What the exercise asks: Give every line of the data again, unchanged, but with no pictures.

Entries taken from a collection:
──────────────────────────────
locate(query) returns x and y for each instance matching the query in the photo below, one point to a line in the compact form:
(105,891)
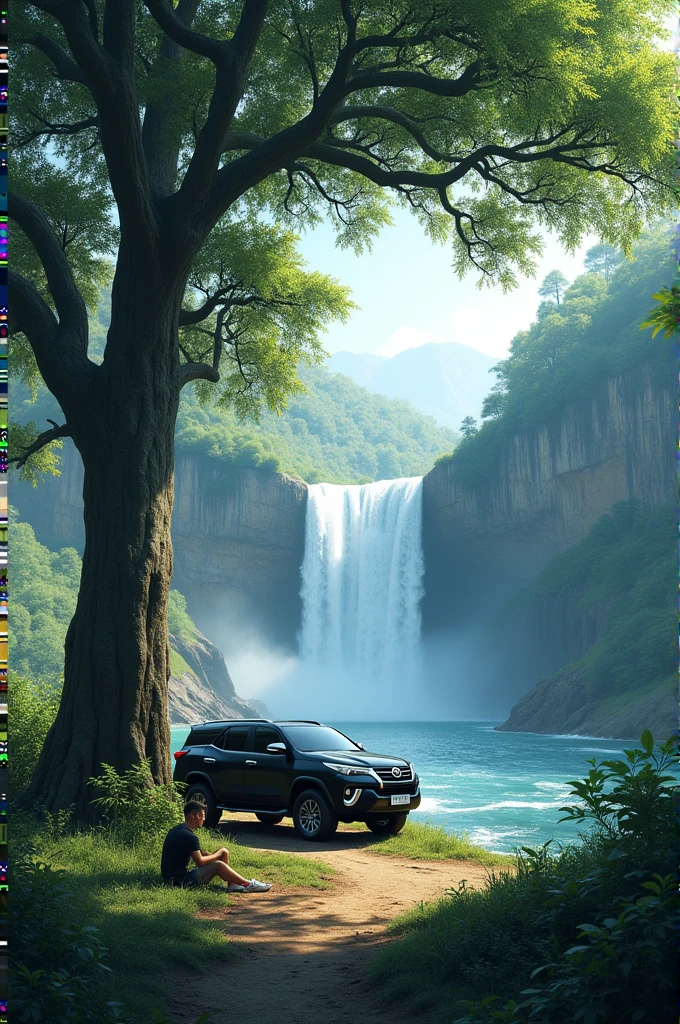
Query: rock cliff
(562,705)
(238,539)
(200,686)
(551,484)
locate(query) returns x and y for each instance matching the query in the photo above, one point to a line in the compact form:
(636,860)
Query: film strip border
(4,425)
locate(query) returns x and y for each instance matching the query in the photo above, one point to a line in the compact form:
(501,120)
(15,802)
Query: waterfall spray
(363,581)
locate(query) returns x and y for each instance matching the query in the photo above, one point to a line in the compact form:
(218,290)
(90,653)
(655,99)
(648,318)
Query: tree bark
(114,707)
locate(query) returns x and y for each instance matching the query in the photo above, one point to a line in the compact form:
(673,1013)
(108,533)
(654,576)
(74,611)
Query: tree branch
(60,352)
(111,82)
(49,129)
(230,64)
(196,372)
(397,118)
(470,80)
(68,300)
(41,441)
(161,143)
(65,68)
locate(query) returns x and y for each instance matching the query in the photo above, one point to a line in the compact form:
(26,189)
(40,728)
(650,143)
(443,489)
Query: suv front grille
(389,780)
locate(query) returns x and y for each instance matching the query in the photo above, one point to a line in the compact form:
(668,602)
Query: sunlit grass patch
(420,841)
(150,929)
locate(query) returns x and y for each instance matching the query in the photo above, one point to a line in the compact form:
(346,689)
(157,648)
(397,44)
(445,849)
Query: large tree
(211,128)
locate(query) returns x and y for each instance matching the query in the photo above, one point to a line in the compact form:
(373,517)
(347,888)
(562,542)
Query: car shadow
(283,838)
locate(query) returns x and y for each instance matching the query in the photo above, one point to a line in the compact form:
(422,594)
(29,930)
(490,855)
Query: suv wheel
(312,817)
(390,824)
(204,795)
(269,819)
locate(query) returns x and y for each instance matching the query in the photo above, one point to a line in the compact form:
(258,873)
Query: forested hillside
(570,346)
(44,593)
(337,431)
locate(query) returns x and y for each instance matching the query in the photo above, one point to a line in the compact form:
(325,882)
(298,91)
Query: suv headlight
(347,769)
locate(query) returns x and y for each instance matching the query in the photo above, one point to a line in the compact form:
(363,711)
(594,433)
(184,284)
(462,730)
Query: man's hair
(193,807)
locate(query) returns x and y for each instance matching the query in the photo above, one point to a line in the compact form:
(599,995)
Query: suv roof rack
(230,721)
(297,721)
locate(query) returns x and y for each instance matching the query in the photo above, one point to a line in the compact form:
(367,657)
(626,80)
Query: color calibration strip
(4,510)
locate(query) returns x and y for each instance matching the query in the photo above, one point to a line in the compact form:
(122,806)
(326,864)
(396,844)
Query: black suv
(301,769)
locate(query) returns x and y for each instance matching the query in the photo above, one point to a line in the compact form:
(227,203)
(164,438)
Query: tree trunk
(114,707)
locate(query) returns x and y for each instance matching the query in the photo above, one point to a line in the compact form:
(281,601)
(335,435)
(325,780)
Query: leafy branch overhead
(216,129)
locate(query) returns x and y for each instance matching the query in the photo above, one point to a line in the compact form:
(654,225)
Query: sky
(409,294)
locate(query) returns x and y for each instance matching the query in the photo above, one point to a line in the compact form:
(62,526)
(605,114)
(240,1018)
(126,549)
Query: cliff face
(551,484)
(238,539)
(200,688)
(484,544)
(562,705)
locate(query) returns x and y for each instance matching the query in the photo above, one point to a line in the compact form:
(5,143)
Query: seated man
(180,844)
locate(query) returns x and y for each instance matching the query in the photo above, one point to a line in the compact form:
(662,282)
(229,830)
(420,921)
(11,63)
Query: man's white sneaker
(257,887)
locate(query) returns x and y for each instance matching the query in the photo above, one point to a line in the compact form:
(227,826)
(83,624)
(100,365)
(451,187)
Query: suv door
(224,761)
(266,779)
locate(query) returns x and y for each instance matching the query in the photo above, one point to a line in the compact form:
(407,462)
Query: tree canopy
(481,118)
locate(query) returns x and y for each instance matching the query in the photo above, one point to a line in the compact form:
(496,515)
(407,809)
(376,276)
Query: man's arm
(200,858)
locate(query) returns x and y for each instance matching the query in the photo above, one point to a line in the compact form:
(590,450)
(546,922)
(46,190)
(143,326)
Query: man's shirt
(179,844)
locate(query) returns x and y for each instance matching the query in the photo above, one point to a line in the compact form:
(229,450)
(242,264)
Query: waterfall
(363,582)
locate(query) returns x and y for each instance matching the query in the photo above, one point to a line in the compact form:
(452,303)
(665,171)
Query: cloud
(409,337)
(482,327)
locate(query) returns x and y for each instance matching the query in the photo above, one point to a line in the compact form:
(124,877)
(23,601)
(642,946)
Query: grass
(150,929)
(469,942)
(425,842)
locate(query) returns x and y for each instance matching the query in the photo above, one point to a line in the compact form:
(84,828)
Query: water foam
(363,581)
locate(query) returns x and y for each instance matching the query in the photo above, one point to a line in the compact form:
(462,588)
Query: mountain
(447,381)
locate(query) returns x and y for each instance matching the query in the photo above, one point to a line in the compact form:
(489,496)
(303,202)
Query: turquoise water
(503,788)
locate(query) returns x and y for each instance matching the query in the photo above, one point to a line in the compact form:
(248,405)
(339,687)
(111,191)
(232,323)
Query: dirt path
(303,952)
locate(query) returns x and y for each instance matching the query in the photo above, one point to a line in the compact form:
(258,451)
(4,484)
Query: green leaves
(666,316)
(133,808)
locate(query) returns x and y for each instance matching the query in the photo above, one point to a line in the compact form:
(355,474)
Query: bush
(55,961)
(134,810)
(33,709)
(621,965)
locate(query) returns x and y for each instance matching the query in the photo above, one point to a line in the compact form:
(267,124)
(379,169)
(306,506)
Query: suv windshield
(319,737)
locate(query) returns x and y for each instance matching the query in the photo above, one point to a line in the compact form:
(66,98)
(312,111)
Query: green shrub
(56,961)
(620,965)
(33,709)
(587,927)
(134,810)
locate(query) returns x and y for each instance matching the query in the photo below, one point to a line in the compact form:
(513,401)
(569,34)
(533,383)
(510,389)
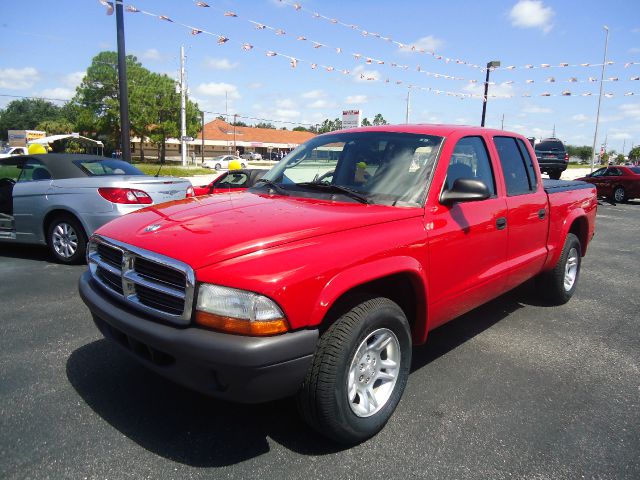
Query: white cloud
(531,14)
(314,94)
(72,80)
(631,110)
(18,78)
(57,93)
(321,103)
(286,114)
(536,109)
(360,74)
(429,43)
(356,99)
(220,64)
(213,89)
(286,103)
──────────────────────────────
Answer to this problem:
locate(query) returns x and y for each instance matching the query in the photo below, one point to a line in the compact form:
(105,891)
Query: rock cliff
(562,705)
(238,539)
(200,686)
(551,484)
locate(query) returns x and y for each instance matching the query in the photo above, one point to a line in the compact form:
(636,860)
Query: film strip border
(4,425)
locate(query) returns x and y for each instance matching the query in the photo above, one point to a line in the compact form:
(501,120)
(15,802)
Query: waterfall spray
(363,581)
locate(query) returns x and y for each instance matching the query in the photo above, one point to a line in the compact form:
(218,290)
(90,653)
(655,99)
(648,318)
Query: tree bark
(114,707)
locate(query) returns x and y for each instance matching the query in the photo above, one point to a line in the compact form:
(673,1013)
(108,533)
(654,576)
(74,611)
Query: tree branch
(60,352)
(111,82)
(49,129)
(230,64)
(196,372)
(397,118)
(470,80)
(68,300)
(41,441)
(161,143)
(65,68)
locate(query) returns x and y for each instance matching the query in the photo above, one point to a line in the compact form:
(26,189)
(40,728)
(650,143)
(443,489)
Query: suv front grille
(389,780)
locate(query) returns x and y for each instance matching the query in the photo above, one point to a line in the compact form:
(668,602)
Query: sunlit grass patch
(420,841)
(150,929)
locate(query) returns x and y for each instance matching the query in the photo above, one point to a line in the compact form:
(346,689)
(157,648)
(397,44)
(445,849)
Query: large tree
(211,128)
locate(query) returns x and y for each instance matching the query in the photo above, one point to a line in the compact form:
(373,517)
(347,888)
(562,542)
Query: car shadow
(283,838)
locate(query) returns x and y for each instance matching the query in the photo above, one point to a line in the compact form:
(422,594)
(29,930)
(490,855)
Query: suv wheel
(312,817)
(390,824)
(204,795)
(269,819)
locate(query) returns x and y for each instance matching the query in the photo above, one point to a line in the compact form:
(258,873)
Query: forested hillside
(570,346)
(44,593)
(337,431)
locate(query) returns x and y for each instance matching the query in the photo above, one point to a line in the compact form:
(325,882)
(298,91)
Query: suv headlight
(347,769)
locate(query) returns x and y for each instance matching the query in the photo above, one point to a line in the compact form:
(363,711)
(594,433)
(184,284)
(462,730)
Query: man's hair
(193,807)
locate(query) returns x and y for each instance matching the query in the photo above, one point to a line in the compact form:
(599,995)
Query: suv roof rack
(230,721)
(297,721)
locate(query) returns x and y for each instance matching the query in the photo above, one point to a line in the compact form:
(367,657)
(626,80)
Query: color calibration strip
(4,510)
locate(query) returns x and y for each instance matching the query in the photo above, one point to a line in the compact form:
(122,806)
(326,864)
(396,844)
Query: black suv
(301,769)
locate(query) returns x and y for each instance matching the query in the photo above, one point to a line in the compact form:
(227,203)
(164,438)
Query: tree trunk
(114,707)
locate(query) returns x and y for each instance matching the query in the photo above, one point to a line in the compact form:
(281,601)
(335,435)
(325,780)
Query: leafy branch overhead
(216,129)
locate(query) returns x and y for each instance matching the query in the photo above, one point to a line in the compact form:
(654,225)
Query: sky
(409,294)
locate(query) returns x and y for each instance matching the query in the photo above, one point to a line in the compact form:
(62,526)
(605,114)
(240,1018)
(126,549)
Query: cliff face
(551,484)
(238,539)
(200,688)
(484,544)
(562,705)
locate(query) returns x and y for each instance matching the query in the photo above, one point to a line in the compact form:
(5,143)
Query: seated man
(180,844)
locate(query) returns x and y for each instance matching the query in the photo above, one point to a line in the compact form:
(662,282)
(229,830)
(420,921)
(11,63)
Query: man's white sneaker
(257,887)
locate(query) returns x and y for each instance matching the query in the photo above, one point to a line in the compact form:
(227,826)
(83,624)
(100,365)
(451,187)
Query: suv door
(224,761)
(266,779)
locate(query) returns x and y for each instance matching the query in the photo above, one point to a line in the compact form:
(407,462)
Query: tree canopy
(481,118)
locate(query) returns x and y for each instance matching the query in the photo above, one point to a line in the compact form:
(496,515)
(407,809)
(376,276)
Query: man's arm
(200,858)
locate(query) returns x and y for each instance matching the query in the photo above, one point to a line in the compact form:
(590,450)
(546,922)
(46,190)
(143,326)
Query: man's shirt
(179,844)
locate(query) returns x and y for each instance matching the query in the photo above, one point to a line in the compact form:
(229,450)
(242,264)
Query: waterfall
(363,582)
locate(query) returns x and y for each instance matching the query in the photo above, one point to a line in the compact form:
(452,303)
(665,171)
Query: cloud
(409,337)
(482,327)
locate(query) returns x and y for each instance matching the query in the photo above, one point to a line in the compact form:
(124,877)
(23,601)
(642,946)
Query: grass
(150,929)
(469,942)
(425,842)
locate(query) returns x and y for each instance matching the query in the photo above, one point to a line in the compact form:
(84,828)
Query: water foam
(363,581)
locate(query) returns x and y for each instance matching the query in the photo above, one point to a line in the compact form:
(462,588)
Query: mountain
(447,381)
locate(query) returns x and y for each instance matching the query in the photo above, one point to a line in the compact form:
(489,496)
(303,202)
Query: turquoise water
(503,788)
locate(query) returns x and y for each instance matching the query in the photo above, one point to a line in the compact form:
(248,405)
(339,687)
(111,191)
(232,323)
Query: dirt path
(303,952)
locate(query) returns x and y for each instance matching the query in the photo above, one point to a line in the compact form:
(258,451)
(4,484)
Query: green leaves
(666,316)
(133,808)
locate(query) returns x and y for each instance matching the query in the photo above, one point to a line in the compact form:
(355,474)
Query: bush
(55,961)
(134,810)
(33,709)
(621,965)
locate(query) returns x and y for each instance matching the query in the photo above, one point to a line in the compact form:
(267,124)
(379,169)
(306,506)
Query: suv windshield
(319,737)
locate(query) returns x and y for each instance matching the query in the photo above, one point to a line in the compact form:
(66,98)
(312,111)
Query: green shrub
(56,961)
(620,965)
(33,709)
(587,927)
(134,810)
locate(query) returns x and y for each instance matching the query in the photo below, one point to a line in the compact form:
(513,401)
(569,34)
(533,383)
(510,389)
Query: white cloud
(531,14)
(314,94)
(72,80)
(631,110)
(18,78)
(57,93)
(321,103)
(286,114)
(536,109)
(360,74)
(429,43)
(356,99)
(220,64)
(213,89)
(286,103)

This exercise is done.